EXERCISE OBJECTIVE » Rewrite the reading-list text from "The Assault on" up to and including "a thousand women.", putting "defamation suit" wherever "libel suit" appears.

The Assault on Truth is the key document of this weird, misguided episode in the history of psychoanalytic thought. Its author, Jeffrey Masson, was director of the Sigmund Freud Archives until he alienated the entire psychoanalytic establishment with his hypothesis about Freud’s cowardice (he claimed that Freud abandoned the seduction theory because to acknowledge the reality of the abuse endured by his female patients would have cost him his professional standing). Masson is also the star of Janet Malcolm’s book In the Freud Archives: He filed a libel suit against Malcolm, who quoted him as saying, among other things, that he had slept with nearly a thousand women.

Michelle Remembers by Michelle Smith and Lawrence Pazder

Now we’re really getting into it. Michelle Remembers is the coauthored memoir of a patient, Michelle Smith (a pseudonym), and her psychiatrist, Lawrence Pazder, who started meeting for regular sessions in the early 1970s. By 1980, they both believed that Michelle had recovered memories of horrific ritual abuse she had suffered in childhood at the hands of a satanic cult—abuse that included the surgical implantation of horns and a tail, as well as the summoning of the devil. Also by 1980, Smith and Pazder had left their respective spouses and married each other. Michelle Remembers is an incredible document. It captures the catastrophic therapy that led Michelle to her false memories, the blossoming of a romance in bizarre circumstances, and the emotional logic that made the specter of ritual abuse so compelling during the 1980s. What’s more, that last sentence wouldn’t be possible without Lawrence Pazder: he coined the term “ritual abuse.”

Final Report of the Attorney General’s Commission on Pornography

The Meese Commission was convened by President Reagan in 1985, and it held hearings on the effects of porn on society, morality, and the family in cities around the US. It was a watershed moment in the return of sexual conservatism. The report the Commission eventually produced is a rich, confusing record of the times. It has Andrea Dworkin thundering about the dangers of porn, and it also has James Dobson, founder of Focus on the Family, thanking Dworkin for her testimony. It has conservative moralizers and tentative social scientists. It has a parent who testifies anonymously, but must be one of the mothers involved in the infamous McMartin Preschool trial, an early day-care case that helped spark the hysteria—she talks about how her child’s teachers made pornographic images of the abuse they supposedly perpetrated. It even has—and this is my favorite part—an acknowledgment that the testimony gathered in the report may have been unbalanced, because it was so hard to persuade any of the porn industry’s “millions of apparently satisfied consumers” to talk about their experiences. “To find people willing to . . . comment favorably in public about their use [of pornography] has been nearly impossible,” one commissioner wrote.

RECORD EXCERPTS »
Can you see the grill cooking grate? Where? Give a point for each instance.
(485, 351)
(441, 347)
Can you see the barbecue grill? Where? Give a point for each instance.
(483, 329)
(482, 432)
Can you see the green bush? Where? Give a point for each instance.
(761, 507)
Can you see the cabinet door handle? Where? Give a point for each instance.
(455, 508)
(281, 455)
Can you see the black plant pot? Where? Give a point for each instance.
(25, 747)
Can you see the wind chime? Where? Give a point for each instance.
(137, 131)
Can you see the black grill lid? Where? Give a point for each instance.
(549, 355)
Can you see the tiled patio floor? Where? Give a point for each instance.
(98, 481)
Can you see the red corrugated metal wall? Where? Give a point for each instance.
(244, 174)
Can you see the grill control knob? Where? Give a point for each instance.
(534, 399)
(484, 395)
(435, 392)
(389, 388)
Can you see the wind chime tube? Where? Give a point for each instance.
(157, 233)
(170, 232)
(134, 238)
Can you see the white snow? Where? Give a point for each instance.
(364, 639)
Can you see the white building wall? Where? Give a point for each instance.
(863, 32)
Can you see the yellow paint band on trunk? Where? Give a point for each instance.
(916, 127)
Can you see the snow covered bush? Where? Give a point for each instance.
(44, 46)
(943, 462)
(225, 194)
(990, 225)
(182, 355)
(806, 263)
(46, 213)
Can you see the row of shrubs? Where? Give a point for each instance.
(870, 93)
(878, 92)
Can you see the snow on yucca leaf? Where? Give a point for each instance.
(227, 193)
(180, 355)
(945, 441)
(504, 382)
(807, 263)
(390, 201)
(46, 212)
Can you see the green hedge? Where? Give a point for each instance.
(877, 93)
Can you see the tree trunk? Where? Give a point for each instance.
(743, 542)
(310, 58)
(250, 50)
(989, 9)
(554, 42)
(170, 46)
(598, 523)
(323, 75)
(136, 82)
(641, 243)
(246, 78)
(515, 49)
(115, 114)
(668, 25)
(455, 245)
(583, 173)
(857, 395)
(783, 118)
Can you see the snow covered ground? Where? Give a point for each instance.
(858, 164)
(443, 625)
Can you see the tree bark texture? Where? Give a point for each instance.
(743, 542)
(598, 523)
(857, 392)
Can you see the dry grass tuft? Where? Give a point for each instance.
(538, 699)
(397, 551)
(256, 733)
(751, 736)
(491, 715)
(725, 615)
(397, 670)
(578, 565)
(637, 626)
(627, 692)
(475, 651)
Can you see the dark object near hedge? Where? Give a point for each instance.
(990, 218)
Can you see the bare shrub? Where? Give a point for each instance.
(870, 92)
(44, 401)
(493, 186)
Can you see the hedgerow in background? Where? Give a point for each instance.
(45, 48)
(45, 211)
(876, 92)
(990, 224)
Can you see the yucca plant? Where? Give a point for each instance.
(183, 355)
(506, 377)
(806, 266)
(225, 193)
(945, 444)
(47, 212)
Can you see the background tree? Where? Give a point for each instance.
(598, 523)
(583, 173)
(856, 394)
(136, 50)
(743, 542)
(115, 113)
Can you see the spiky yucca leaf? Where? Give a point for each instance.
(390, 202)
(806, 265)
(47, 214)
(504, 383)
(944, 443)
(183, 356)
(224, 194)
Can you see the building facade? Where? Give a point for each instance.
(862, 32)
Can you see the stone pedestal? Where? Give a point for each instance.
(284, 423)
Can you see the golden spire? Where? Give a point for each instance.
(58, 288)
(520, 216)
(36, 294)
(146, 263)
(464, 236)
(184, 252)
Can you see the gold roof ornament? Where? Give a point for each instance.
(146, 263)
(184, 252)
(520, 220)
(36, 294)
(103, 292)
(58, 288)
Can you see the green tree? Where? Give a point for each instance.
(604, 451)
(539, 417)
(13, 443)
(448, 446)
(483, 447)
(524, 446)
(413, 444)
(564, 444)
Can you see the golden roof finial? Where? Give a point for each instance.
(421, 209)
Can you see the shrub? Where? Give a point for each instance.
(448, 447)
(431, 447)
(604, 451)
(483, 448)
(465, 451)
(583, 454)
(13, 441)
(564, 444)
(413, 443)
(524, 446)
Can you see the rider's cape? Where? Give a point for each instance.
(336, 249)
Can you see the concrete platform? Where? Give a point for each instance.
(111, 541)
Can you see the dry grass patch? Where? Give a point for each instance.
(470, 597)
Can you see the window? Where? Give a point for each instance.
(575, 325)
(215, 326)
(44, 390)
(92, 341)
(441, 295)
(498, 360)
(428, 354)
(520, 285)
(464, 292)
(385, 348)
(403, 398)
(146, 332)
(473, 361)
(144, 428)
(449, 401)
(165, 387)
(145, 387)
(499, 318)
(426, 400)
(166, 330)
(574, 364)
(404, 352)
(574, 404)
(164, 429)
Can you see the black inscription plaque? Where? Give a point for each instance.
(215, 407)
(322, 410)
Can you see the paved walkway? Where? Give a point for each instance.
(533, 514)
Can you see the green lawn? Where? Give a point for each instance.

RESULT OF THIS EXERCISE »
The Assault on Truth is the key document of this weird, misguided episode in the history of psychoanalytic thought. Its author, Jeffrey Masson, was director of the Sigmund Freud Archives until he alienated the entire psychoanalytic establishment with his hypothesis about Freud’s cowardice (he claimed that Freud abandoned the seduction theory because to acknowledge the reality of the abuse endured by his female patients would have cost him his professional standing). Masson is also the star of Janet Malcolm’s book In the Freud Archives: He filed a defamation suit against Malcolm, who quoted him as saying, among other things, that he had slept with nearly a thousand women.